▶ _DIRECTIONS FOR THIS TASK_
Each line from the one holding "chair and record integer pixel coordinates." through the final line of the data below is to be given again exactly, and no other line is to appear.

▶ _Records from a data source_
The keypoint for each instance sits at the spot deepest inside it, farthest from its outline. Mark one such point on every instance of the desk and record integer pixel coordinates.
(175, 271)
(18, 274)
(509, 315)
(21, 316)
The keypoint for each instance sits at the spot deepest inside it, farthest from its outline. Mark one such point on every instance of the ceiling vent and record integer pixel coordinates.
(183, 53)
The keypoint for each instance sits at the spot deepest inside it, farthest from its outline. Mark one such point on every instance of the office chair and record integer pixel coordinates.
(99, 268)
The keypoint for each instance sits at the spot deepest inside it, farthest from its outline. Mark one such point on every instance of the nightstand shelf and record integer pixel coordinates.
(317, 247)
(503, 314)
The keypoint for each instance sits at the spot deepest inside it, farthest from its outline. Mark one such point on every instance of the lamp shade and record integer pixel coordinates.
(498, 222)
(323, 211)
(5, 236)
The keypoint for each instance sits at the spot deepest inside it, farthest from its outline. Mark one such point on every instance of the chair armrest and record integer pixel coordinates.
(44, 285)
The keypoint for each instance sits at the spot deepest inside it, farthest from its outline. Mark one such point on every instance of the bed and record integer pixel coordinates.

▶ _WRITTEN REPLY_
The keypoint for each instance sits at the spot deepest inside it, farthest from its outline. Mark one such point on every instance of the office chair and record integer pixel coordinates.
(99, 268)
The keypoint for each instance sits at the spot deepest inside it, farthest from its outline. Mark one such point on every instance of the nightstand shelf and record integer pixel coordinates.
(317, 247)
(503, 314)
The keypoint for each instance sits at the spot deepest inside it, farthest from its outline. Mark one such point on every instance of the lamp shade and record integer pixel coordinates.
(498, 222)
(323, 211)
(5, 236)
The keypoint for each instance sits at the spot deepest inside it, farthest from its outline. Mark one such point on every instance of the chair armrest and record integer pixel coordinates.
(44, 285)
The keypoint for each instance sits at the spot deepest inside it, farthest from its outline. Mark one such point on every instance of the bed and record integer pixel coordinates.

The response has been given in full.